━━━━━ DOCUMENT SECTION

1. Acquisition Metrics

Total Leads Generated. This is the total number of potential customers from various marketing channels and campaigns — email signups, contact form submissions, trial registrations, and other expressions of interest. A high-quality lead typically provides contact information and shows genuine interest in the product or service. Lead scoring systems can assess the quality of leads.
Customer Acquisition Cost (CAC). This includes the cost of converting a prospect into a customer and might include marketing, sales, and promotional expenses. CAC is calculated by dividing total acquisition expenses by the number of new customers acquired within a specific period. Benchmarks and customer lifetime value (LTV) can help determine the acceptable CAC levels for sustainable business growth.

$CAC = \frac{\text{Total Acquisition Costs}}{\text{Number of New Customers Acquired}}$

Conversion Rate. This is a percentage of leads that complete a desired action like purchase, signup, or download. This metric can be measured at various funnel stages, from initial website or app visits to final purchases or enrollment. Conversion rates vary significantly across traffic sources, devices, and user segments. Understanding these variations helps with marketing strategies.
Cost Per Lead (CPL). CPL measures the average expense required to generate a single lead, calculated by dividing total lead generation costs by the number of leads acquired. This metric should be analyzed alongside lead quality metrics to ensure marketing efforts generate valuable prospects, not just high volumes of low-quality leads.

$CPL = \frac{\text{Total Lead Generation Costs}}{\text{Number of Leads Acquired}}$

Lead-to-Customer Rate/Cost Per Lead. The percentage of leads that convert into paying customers. A low rate might indicate poor lead quality, ineffective sales processes, or misalignment between marketing messages and actual product value. Tracking this rate over time helps identify seasonal patterns and long-term trends in product sales.

2. Activation

Activation Rate. The percentage of users who achieve the initial milestone that signifies product activation. This could include completing a setup processes, first meaningful interactions, or other defined success criteria. Mostly these metrics varies by product type — for social platforms, it might be making the first connection, while for productivity tools, it could be creating the first project.
Time to First Key Action. This is the average time it takes for a new user to complete an in-product action after signing up. This metric directly measures the onboarding process and initial user engagement success. Shorter times typically indicate easy user understanding of the product. Regularly monitoring this across cohorts may help optimize the path to the first key actions through improved UI design, documentation, or user guidance.
Product Usage in the First Week. Measures how frequently a new user interacts with core features during their first week. This includes tracking daily active usage, session duration, and interaction patterns with key product functionality. Usually, first-week usage patterns strongly indicate long-term engagement potential and help identify early churn risks.

━━━━━━━━━━

■ **SET TASKS**:
- A) Answer these about the text on acquisition and activation metrics:
(i) How is Customer Acquisition Cost calculated?
(ii) For productivity tools, what might the activation milestone be?
(iii) What should Cost Per Lead be analyzed alongside?
- B) In the text on acquisition and activation metrics, turn the paragraph beginning "Time to First Key Action." into a short bulleted list that keeps its main facts.
- C) Continue the text on acquisition and activation metrics from its final sentence, in the same style.

━━━━━ DATASET EXCERPTS

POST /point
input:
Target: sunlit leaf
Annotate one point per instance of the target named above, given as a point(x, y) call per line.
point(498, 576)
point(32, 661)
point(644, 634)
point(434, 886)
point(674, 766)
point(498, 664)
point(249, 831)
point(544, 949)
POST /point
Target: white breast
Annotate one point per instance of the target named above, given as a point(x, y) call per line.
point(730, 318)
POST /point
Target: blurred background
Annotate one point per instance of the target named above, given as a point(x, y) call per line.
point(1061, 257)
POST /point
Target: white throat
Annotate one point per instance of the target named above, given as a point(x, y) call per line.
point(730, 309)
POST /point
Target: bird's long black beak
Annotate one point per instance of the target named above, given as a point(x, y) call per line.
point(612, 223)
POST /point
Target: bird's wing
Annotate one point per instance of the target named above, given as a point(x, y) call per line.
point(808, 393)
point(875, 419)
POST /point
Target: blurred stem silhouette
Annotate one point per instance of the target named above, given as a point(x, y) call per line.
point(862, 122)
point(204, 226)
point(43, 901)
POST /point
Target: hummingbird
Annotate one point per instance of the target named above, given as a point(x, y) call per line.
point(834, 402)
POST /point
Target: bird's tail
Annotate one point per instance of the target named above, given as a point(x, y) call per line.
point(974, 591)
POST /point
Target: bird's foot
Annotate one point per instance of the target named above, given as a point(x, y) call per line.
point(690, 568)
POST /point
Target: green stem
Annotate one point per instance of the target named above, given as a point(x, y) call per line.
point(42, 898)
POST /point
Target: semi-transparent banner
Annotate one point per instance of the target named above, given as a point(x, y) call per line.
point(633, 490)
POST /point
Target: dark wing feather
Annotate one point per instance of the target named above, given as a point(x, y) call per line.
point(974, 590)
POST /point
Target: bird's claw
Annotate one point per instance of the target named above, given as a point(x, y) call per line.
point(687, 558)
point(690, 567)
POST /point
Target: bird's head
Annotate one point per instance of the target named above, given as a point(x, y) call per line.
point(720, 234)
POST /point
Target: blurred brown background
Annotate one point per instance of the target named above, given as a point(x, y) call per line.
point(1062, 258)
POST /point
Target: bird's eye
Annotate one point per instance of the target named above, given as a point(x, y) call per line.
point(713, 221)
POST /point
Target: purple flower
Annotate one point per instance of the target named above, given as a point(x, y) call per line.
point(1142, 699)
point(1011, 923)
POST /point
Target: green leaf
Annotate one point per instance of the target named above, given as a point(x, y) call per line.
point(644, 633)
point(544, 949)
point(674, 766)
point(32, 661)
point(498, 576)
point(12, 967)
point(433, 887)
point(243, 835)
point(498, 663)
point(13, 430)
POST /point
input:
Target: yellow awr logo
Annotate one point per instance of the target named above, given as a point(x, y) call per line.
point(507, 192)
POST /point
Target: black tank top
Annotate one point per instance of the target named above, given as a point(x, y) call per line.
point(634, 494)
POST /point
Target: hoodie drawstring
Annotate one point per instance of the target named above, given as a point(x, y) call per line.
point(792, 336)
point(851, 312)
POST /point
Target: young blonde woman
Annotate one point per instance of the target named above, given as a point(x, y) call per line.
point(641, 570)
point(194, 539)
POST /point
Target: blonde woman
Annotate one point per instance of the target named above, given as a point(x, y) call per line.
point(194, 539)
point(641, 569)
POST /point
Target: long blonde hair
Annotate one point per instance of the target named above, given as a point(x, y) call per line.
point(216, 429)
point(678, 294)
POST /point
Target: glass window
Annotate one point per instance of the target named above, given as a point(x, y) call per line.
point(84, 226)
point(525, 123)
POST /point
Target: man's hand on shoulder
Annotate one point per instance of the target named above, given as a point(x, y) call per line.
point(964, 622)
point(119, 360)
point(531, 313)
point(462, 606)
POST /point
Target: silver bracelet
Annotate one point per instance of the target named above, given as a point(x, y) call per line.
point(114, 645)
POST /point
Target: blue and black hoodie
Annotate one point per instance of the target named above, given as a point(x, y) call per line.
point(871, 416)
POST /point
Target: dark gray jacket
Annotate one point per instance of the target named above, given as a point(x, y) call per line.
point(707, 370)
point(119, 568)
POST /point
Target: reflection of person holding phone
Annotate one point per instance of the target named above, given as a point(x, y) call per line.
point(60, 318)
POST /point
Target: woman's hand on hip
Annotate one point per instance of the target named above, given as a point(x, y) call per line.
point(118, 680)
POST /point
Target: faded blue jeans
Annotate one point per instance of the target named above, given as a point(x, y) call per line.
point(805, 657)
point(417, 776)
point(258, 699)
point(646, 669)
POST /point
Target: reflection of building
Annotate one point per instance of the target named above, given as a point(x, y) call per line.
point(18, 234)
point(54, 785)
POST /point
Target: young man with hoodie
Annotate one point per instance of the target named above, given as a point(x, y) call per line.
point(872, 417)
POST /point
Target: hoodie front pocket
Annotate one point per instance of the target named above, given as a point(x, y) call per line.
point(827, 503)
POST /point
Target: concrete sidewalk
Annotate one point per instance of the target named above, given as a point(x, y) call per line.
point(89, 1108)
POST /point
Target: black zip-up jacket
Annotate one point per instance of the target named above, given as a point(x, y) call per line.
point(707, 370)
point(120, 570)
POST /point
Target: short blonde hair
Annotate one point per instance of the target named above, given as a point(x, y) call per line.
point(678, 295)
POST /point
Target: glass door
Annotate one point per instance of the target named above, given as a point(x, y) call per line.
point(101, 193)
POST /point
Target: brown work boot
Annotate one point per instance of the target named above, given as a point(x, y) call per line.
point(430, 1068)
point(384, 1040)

━━━━━━━━━━

■ **PER-TASK ANSWERS**:
- A)
(i) By dividing total acquisition expenses by the number of new customers acquired within a specific period.
(ii) Creating the first project.
(iii) Lead quality metrics.

- B)
- Time to First Key Action is the average time a new user takes to complete an in-product action after signing up.
- It directly measures the onboarding process and initial user engagement success.
- Shorter times typically indicate that users understand the product easily.
- Monitoring it regularly across cohorts may help optimize the path to first key actions through improved UI design, documentation, or user guidance.

- C)
Feature Adoption Rate. This is the percentage of users engaging with specific features after onboarding. This metric tracks how successfully users discover and utilize different product offerings beyond basic functionality. Feature adoption patterns may help identify aspects of the product that resonate with users and might need better visibility or explanation.

3 Retention and User Engagement

Churn Rate. This is the proportion of users who discontinue using a product or cancel their service within a specified time frame. The period can vary depending on the industry — it can be days, months, or even years. While analysing this, take into consideration voluntary churn (users actively cancelling) and involuntary churn (payment failures or technical issues). Understanding churn patterns across user segments and pricing tiers helps teams implement targeted retention strategies.
Customer Retention Rate (CRR). CRR represents the percentage of customers who continue using a product over a defined period. It is a good indicator of product stickiness and customer satisfaction. A high CRR often reflects a strong product-market fit and successful customer success strategies. CRR is typically evaluated over various timeframes, such as 30 days, 90 days, or annually, and across different user segments to gain insights into long-term engagement trends.
Repeat Purchase Rate. This metric measures the number of customers who make multiple purchases within a specified timeframe. Depending on your goal, it might be for different or similar products. By looking at this metric, you can identify which products or services drive repeat purchases and determine the customer segments with the highest loyalty. Insights into purchase frequency, order value trends, and the time between purchases can guide marketing efforts and product strategies.
Cohort Retention Rate. Cohort retention analysis evaluates how users with specific characteristics engage with a product over time. It reveals retention trends and helps determine whether product changes or updates have positively impacted user engagement.
Net Dollar Retention Rate (NDRR). Net Dollar Retention Rate (NDRR) measures the change in recurring revenue from existing customers over a specific period, accounting for upgrades, downgrades, and churn. This metric is essential in subscription-based businesses, reflecting customer satisfaction and growth potential. A high NDRR indicates effective upselling (intent to sell a better version to a customer) and cross-selling (intent to sell a related product) strategies. To maximize NDRR, you should analyze the factors influencing both upgrades and downgrades and refine pricing and packaging strategies accordingly.

The following metrics in this subsection are commonly used for measuring customer engagement, and they include:

Active Users (DAU/MAU). With DAU/MAU, we aim to quantify the number of unique users interacting with a product daily and monthly. Monitoring DAU and MAU provides insights into user engagement and growth trends.
Session Duration. It represents the average time users spend in the app or on the platform during a single session. Longer session durations indicate that users find the content engaging and will spend more time exploring the product. However, it's essential to ensure that extended sessions result from positive engagement rather than user confusion or difficulty navigating the platform.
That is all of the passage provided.